Task to carry out:
Reproduce the records from the start through the line containing "<point>517,467</point>", inclusive, substituting "disposable plate" for "paper plate" and leaving everything else unchanged. Return only those lines.

Working data:
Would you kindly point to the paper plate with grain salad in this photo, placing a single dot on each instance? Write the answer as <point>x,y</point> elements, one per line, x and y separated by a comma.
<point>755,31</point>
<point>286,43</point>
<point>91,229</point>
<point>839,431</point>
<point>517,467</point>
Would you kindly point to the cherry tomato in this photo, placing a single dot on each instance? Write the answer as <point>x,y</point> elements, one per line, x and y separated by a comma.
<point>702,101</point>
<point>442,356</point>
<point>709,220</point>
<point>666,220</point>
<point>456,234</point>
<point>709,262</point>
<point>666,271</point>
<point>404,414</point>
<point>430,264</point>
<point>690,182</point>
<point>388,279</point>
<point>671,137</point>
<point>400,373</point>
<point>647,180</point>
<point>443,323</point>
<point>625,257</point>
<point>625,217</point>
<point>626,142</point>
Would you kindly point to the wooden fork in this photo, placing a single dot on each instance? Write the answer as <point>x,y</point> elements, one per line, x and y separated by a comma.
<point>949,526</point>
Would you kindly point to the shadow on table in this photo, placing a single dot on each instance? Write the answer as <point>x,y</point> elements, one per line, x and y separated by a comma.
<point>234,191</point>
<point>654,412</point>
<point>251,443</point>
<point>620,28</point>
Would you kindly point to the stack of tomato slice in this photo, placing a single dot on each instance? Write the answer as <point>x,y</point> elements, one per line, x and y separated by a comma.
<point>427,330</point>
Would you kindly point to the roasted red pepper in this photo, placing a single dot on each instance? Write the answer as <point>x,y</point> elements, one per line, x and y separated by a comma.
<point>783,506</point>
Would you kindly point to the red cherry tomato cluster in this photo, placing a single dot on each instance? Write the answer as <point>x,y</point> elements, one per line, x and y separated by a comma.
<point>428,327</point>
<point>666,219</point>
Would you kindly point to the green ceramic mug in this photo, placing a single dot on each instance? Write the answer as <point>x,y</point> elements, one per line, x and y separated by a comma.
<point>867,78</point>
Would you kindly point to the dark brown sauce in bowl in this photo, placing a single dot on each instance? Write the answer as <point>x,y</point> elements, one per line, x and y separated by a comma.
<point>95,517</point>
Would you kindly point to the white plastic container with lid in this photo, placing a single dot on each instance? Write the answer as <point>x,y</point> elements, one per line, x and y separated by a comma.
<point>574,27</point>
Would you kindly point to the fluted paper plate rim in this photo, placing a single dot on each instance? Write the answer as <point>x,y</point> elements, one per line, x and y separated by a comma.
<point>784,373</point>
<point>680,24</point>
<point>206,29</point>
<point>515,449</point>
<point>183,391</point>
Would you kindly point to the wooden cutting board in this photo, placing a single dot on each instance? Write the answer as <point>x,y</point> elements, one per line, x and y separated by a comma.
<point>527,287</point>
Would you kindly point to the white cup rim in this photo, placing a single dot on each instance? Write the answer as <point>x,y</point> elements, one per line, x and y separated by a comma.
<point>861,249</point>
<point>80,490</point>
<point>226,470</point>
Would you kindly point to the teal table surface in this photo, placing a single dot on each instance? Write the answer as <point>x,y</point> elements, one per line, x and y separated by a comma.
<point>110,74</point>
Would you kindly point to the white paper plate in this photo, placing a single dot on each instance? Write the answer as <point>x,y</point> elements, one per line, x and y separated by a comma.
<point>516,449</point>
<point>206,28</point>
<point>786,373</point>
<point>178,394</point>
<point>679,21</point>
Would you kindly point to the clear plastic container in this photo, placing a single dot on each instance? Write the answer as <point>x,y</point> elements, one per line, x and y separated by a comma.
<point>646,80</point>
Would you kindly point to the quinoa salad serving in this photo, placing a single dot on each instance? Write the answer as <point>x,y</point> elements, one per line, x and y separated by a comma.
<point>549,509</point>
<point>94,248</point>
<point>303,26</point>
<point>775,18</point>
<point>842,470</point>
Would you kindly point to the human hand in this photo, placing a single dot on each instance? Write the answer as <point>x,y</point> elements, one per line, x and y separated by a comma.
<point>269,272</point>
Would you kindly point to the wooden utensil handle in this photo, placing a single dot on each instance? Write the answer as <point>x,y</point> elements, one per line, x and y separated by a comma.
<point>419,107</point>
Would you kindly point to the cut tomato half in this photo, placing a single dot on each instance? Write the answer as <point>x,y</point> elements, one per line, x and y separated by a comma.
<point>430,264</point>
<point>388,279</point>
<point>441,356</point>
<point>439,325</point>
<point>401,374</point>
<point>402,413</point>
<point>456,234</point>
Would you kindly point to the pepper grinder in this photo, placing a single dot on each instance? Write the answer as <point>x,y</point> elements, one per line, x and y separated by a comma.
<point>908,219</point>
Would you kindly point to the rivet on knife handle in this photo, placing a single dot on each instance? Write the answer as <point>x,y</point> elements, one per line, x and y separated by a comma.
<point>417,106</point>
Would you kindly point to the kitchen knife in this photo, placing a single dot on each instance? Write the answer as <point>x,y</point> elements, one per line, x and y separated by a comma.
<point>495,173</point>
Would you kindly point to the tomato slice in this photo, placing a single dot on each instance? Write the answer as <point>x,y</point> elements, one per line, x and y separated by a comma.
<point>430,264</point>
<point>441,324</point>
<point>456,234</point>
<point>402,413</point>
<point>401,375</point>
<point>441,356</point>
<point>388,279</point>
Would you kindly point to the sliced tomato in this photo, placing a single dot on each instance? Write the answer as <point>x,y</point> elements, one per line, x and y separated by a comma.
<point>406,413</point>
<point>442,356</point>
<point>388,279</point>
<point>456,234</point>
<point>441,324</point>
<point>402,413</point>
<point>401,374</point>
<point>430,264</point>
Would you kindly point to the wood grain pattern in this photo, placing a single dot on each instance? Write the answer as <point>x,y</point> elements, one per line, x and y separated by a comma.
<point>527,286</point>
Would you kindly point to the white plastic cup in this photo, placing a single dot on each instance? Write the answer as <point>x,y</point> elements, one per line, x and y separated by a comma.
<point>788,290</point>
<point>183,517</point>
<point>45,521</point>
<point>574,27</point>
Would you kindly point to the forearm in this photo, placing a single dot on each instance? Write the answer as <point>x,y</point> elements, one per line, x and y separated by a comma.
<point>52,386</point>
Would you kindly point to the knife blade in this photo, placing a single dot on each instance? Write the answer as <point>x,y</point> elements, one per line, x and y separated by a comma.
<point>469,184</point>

Response below:
Would you kindly point to the disposable plate with grain salad in this photo, placing a single dot on each instance? Write the answer as <point>x,y</point> elements, one per line, x and y separated by a comma.
<point>755,31</point>
<point>286,43</point>
<point>91,229</point>
<point>839,431</point>
<point>517,467</point>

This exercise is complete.